— start —

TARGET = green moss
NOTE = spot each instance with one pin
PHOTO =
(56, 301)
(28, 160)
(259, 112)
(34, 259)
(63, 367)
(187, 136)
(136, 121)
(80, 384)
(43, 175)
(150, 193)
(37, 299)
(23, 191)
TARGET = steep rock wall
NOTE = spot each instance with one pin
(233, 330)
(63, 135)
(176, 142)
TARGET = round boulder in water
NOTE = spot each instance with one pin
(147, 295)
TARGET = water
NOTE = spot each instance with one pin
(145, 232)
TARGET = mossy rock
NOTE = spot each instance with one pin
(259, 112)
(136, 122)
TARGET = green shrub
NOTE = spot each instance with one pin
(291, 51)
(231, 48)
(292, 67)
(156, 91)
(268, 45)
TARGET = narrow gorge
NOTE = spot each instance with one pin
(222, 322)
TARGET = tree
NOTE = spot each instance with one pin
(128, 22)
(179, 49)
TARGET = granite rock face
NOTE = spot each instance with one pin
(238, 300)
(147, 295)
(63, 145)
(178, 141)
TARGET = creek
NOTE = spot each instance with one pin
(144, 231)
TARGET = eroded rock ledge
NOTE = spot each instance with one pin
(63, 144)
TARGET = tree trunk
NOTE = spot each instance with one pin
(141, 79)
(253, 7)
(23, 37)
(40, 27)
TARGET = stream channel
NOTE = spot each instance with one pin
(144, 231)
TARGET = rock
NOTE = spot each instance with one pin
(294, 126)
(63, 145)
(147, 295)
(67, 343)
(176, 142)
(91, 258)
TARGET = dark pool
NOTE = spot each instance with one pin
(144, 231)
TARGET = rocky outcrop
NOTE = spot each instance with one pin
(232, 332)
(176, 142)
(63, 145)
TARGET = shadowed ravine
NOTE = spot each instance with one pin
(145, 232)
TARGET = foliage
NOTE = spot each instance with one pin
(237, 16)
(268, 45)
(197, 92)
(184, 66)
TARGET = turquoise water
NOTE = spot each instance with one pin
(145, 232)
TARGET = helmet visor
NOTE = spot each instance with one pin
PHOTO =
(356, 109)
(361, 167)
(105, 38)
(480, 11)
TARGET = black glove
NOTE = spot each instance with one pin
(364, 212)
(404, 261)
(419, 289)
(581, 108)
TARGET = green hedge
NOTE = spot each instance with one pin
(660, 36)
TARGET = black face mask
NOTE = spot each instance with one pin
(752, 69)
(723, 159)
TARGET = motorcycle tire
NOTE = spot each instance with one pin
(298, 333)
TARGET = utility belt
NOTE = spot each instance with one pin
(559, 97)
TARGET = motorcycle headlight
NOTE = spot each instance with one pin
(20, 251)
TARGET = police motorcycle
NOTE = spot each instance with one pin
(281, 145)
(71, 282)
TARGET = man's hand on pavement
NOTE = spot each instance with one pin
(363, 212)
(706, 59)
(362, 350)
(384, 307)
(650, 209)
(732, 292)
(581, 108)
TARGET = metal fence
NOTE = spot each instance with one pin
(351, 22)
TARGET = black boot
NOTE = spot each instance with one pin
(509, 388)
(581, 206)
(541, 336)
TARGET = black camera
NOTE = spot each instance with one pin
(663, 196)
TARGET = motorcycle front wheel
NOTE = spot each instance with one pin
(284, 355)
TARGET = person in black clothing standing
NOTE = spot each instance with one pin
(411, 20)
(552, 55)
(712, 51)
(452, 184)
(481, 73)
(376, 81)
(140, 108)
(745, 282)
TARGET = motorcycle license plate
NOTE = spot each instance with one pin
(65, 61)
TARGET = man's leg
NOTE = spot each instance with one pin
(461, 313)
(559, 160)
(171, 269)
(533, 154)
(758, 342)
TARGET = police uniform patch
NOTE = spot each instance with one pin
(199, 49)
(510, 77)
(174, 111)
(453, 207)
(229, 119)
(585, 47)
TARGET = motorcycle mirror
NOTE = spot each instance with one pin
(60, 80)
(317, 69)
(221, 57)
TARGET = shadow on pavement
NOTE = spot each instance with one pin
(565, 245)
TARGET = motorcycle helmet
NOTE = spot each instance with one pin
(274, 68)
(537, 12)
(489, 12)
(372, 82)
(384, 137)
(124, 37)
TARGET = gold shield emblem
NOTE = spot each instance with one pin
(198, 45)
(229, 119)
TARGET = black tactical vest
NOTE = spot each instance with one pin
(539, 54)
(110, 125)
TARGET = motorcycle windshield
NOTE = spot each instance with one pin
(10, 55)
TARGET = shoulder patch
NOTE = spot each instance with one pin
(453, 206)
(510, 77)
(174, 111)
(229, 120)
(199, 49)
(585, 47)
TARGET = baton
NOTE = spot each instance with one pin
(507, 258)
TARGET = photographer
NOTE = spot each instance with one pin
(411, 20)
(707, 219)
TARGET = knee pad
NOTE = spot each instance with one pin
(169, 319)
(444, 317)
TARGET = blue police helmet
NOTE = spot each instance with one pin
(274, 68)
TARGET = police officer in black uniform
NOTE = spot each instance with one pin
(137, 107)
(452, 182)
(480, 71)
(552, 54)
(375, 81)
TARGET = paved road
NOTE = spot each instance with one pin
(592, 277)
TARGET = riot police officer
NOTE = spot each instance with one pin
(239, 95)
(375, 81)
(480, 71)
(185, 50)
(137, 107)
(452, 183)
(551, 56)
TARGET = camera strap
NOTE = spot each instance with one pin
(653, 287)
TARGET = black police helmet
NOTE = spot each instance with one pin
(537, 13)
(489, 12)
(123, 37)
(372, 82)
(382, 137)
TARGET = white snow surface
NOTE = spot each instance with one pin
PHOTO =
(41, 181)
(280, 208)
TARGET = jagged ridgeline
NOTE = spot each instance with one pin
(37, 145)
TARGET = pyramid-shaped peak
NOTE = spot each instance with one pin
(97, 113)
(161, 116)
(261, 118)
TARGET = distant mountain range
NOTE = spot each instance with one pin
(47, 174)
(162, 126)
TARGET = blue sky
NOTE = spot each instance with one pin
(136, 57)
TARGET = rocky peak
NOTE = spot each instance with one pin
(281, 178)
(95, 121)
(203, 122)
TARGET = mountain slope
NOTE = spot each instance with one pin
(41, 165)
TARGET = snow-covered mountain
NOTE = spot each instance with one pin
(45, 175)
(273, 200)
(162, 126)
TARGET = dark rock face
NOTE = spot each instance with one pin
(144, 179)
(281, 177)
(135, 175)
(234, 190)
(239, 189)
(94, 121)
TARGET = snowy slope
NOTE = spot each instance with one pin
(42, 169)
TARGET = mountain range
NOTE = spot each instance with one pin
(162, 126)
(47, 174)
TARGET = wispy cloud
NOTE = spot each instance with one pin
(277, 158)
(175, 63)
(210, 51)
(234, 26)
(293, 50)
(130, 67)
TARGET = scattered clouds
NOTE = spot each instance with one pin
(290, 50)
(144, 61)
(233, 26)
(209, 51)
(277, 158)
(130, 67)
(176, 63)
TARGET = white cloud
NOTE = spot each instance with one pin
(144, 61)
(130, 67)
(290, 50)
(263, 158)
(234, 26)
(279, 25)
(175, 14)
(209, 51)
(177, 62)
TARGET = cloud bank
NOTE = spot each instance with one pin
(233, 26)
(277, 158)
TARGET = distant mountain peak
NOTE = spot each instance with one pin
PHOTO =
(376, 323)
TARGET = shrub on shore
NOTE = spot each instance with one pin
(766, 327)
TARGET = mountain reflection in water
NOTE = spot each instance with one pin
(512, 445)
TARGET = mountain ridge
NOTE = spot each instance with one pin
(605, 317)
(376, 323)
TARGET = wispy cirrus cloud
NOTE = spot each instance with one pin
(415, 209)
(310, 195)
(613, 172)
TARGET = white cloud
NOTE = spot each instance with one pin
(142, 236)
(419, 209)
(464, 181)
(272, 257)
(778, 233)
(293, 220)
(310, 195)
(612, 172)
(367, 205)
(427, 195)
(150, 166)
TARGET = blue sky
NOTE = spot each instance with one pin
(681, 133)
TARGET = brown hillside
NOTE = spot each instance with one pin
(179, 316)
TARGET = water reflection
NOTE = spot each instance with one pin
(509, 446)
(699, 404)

— end —

Task objective →
Please rewrite the material from the line with "TARGET = mountain range" to the end, keeping every line including the labeling requests, and scale each point coordinate by 2.25, rounding to the nearest whole number with halves rounded up.

Worked solution →
TARGET = mountain range
NOTE = spot each instance with one pin
(365, 284)
(106, 392)
TARGET = wispy cloud
NOTE = spot each instance with one pin
(623, 356)
(394, 142)
(473, 115)
(527, 59)
(659, 113)
(293, 151)
TARGET = scattered clouds
NOTE = spot each instance with one pin
(653, 113)
(324, 137)
(524, 59)
(470, 115)
(623, 356)
(293, 151)
(396, 142)
TARGET = white cloud
NOTE = spot each instance with one pin
(324, 137)
(293, 151)
(653, 113)
(592, 356)
(527, 59)
(628, 56)
(394, 32)
(470, 115)
(398, 140)
TARGET = cloud bank
NOTE = spot each instance with one pin
(524, 59)
(623, 356)
TARGET = distant mountain peak
NOTE = spot each instance with one pin
PHOTO =
(846, 727)
TARGET = shrub on shore
NOTE = spot each instance with one pin
(1724, 736)
TARGET = mountain reflection in water
NOTE = spot each instance with one pin
(1152, 1001)
TARGET = mountain ridge
NOTE = spot each instance with one pin
(1361, 713)
(846, 727)
TARGET = wispy cirrus cloud
NOTE = spot each instance with one pin
(934, 470)
(698, 439)
(1379, 387)
TARGET = white cloud
NOTE = spot each instance with one pin
(320, 531)
(943, 470)
(1044, 407)
(612, 578)
(1751, 524)
(659, 495)
(698, 439)
(1377, 387)
(826, 461)
(961, 439)
(338, 374)
TARGET = blue sky
NOTE = spot each instance with one pin
(1532, 299)
TARGET = brown hillside
NOTE = spot each instance with one pin
(403, 711)
TARGET = water reflection
NOTE = spot each instance with one pin
(1145, 1004)
(1573, 909)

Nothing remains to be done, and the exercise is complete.